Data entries
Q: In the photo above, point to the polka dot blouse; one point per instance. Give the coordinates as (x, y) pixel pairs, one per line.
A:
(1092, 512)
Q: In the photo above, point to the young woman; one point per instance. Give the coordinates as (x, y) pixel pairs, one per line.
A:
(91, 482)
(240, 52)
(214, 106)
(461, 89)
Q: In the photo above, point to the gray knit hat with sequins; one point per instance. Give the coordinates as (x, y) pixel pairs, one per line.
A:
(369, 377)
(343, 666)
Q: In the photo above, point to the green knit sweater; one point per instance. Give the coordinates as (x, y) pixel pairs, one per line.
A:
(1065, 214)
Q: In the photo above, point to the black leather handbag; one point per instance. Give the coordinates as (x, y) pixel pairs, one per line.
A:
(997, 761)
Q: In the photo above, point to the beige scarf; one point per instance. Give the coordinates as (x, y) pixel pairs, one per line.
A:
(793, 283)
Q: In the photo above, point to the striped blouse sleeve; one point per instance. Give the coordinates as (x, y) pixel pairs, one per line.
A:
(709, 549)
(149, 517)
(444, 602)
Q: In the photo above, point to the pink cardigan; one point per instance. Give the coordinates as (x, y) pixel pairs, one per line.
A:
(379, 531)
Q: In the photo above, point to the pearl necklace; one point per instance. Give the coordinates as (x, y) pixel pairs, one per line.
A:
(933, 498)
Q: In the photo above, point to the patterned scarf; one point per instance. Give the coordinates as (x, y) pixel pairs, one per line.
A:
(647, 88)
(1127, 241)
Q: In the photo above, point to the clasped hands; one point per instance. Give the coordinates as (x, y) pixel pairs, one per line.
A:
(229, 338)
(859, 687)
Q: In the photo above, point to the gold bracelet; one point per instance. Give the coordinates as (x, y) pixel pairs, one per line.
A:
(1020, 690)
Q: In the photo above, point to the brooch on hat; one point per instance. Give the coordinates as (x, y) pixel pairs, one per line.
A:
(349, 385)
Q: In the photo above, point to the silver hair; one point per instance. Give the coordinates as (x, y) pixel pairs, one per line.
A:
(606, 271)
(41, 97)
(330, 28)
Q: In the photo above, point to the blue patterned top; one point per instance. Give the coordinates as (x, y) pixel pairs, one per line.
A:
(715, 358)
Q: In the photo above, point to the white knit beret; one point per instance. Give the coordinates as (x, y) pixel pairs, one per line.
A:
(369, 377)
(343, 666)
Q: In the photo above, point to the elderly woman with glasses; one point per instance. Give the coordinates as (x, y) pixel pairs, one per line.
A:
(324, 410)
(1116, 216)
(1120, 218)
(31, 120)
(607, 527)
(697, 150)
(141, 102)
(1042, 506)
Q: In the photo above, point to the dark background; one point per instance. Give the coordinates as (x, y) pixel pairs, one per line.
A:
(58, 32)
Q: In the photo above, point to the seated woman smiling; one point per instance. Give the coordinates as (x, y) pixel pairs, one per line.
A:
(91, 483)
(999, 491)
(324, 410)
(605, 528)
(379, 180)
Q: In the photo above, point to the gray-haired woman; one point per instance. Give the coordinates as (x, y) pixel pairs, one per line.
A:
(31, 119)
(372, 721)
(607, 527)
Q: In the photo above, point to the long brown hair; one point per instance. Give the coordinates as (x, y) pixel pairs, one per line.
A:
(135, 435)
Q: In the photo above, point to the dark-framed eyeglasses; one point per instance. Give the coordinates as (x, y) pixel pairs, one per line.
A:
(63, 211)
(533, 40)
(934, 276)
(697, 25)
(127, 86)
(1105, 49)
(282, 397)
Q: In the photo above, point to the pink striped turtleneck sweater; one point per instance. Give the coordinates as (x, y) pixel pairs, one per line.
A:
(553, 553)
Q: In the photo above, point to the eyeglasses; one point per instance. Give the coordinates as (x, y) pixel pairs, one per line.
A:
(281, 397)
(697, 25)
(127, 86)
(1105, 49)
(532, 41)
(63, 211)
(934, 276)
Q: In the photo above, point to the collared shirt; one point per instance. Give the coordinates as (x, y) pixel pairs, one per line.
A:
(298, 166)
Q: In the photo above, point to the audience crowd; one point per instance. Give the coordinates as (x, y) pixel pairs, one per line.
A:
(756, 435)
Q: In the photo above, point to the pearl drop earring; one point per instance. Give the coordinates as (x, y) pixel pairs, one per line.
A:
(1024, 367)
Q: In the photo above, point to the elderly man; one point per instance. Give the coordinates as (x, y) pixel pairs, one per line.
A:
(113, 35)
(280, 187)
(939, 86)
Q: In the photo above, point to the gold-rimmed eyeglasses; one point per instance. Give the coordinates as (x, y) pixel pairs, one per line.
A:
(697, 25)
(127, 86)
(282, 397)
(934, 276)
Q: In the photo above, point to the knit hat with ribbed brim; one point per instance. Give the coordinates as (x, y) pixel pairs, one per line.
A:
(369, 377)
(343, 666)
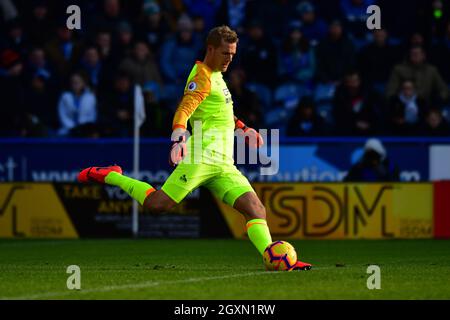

EXERCISE BRIEF =
Every line with "dark" in it should be copied from the entries above.

THE COMPLETED TASK =
Q: In the photo above, point to the dark background; one point per instance. Give the coordinates as (x, y) pixel pairs, one per line.
Q: In the photo above, point to the dark-framed eyeglasses; one point per instance. Give the coordinates as (x, y) pixel pairs, one per line.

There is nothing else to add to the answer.